* **Stored records**:
+-------+

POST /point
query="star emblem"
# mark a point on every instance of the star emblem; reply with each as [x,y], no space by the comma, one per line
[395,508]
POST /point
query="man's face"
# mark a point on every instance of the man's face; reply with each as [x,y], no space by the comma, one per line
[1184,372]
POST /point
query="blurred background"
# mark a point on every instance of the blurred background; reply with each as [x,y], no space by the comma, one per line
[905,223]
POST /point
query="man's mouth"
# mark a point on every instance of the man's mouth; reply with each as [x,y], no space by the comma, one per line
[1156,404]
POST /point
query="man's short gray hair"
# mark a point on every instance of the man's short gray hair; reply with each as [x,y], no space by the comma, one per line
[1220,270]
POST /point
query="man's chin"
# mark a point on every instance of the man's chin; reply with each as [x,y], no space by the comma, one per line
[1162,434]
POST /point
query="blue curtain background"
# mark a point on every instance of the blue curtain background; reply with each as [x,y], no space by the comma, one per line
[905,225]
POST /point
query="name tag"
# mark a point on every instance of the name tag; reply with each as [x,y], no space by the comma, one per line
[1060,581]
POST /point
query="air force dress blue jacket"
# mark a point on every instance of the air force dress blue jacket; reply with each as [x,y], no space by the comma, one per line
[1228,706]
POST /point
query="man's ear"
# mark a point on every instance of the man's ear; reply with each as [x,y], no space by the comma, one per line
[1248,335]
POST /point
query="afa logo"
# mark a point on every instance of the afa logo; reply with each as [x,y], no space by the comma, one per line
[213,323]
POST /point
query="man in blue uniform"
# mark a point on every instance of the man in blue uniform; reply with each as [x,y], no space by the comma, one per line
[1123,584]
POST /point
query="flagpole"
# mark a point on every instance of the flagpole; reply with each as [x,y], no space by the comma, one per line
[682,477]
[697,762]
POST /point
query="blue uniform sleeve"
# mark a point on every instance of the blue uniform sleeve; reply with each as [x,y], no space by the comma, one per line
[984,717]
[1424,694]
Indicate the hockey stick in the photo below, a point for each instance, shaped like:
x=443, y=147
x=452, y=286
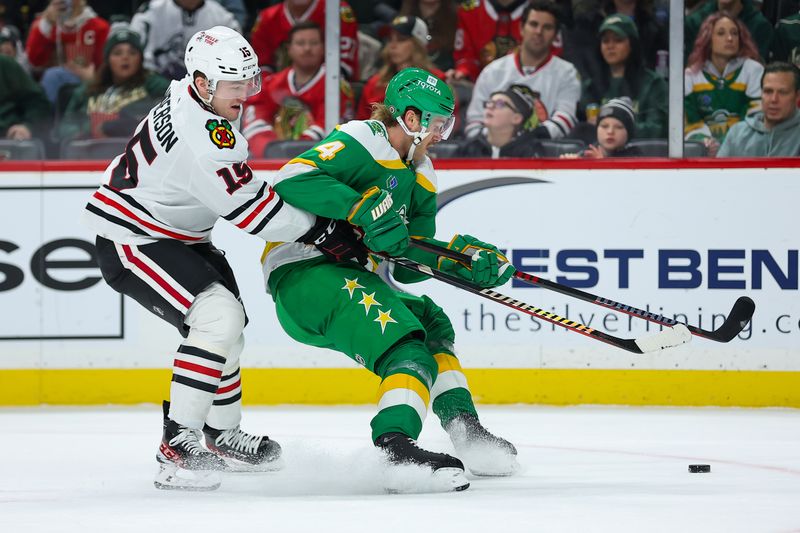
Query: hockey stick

+-------+

* **TASK DETAILS**: Output the data above verbatim, pictures excluded.

* **EXERCISE ANSWER**:
POST /point
query="star emblem"
# mark a point on every instance of the star emblem; reply with each as [x,y], no space by the comma, one per line
[395,508]
POST /point
query="man's face"
# mark a point on every instance of the man's face; reply with each as [x,y], no space by the comma, one per line
[1184,372]
POST /point
query="blurred background"
# mark a point on every instance of the blurred background; reply with each as [x,y], no space by the comma, one per line
[905,223]
POST /point
query="man's mouth"
# mark a point on every instance of the man's mouth; reply with each as [x,y], no space by the comma, one per line
[1156,404]
POST /point
query="man's short gray hair"
# mark a point on every instance of the man's short gray hair; reply with each as [x,y], no space by the comma, one per line
[1220,270]
POST /point
query="man's chin"
# mark a point on every instance of the man's chin; reply with each as [x,y], no space by the comma, one per line
[1162,434]
POST /point
query="blue curtain background"
# mark a point on every instance of the blue curtain background; reply with each as [x,y], no space by the comma, one per line
[905,225]
POST /point
query="name tag"
# mark a point on every instance of the name tag; reply with each as [x,y], no space by the comma, one per line
[1060,581]
POST /point
query="air force dress blue jacket"
# mark a point on every instance of the air force dress blue jacket; reply with each as [x,y], no space by the comma, one per line
[1228,706]
POST /point
query="man's ear"
# mark a point on every instance of the man's ear; reply with each as [x,y], no space by the comma, one per line
[1248,335]
POST /point
query="afa logo"
# mark a point on every instance of the afa logo; reply with each as [x,y], no space by the comma, one per line
[213,323]
POST /point
query="man in blue uniform"
# mark a point on every instance of the man in blue uniform; reply with each as [x,y], no space by the comma, one per line
[1123,584]
POST /point
query="flagpole"
# mark a point on every instance of the flagpole; reply with each as [x,y], no space by the comma, one per line
[682,477]
[697,762]
POST /point
query="blue uniform sleeve"
# mark a point on every instance of the blue uniform sleeve; reply with each as [x,y], no space by the comma, one per line
[984,717]
[1424,694]
Indicate the hockey stick in the photo below, a point for each instance, shaped like:
x=443, y=147
x=452, y=286
Query: hockey stick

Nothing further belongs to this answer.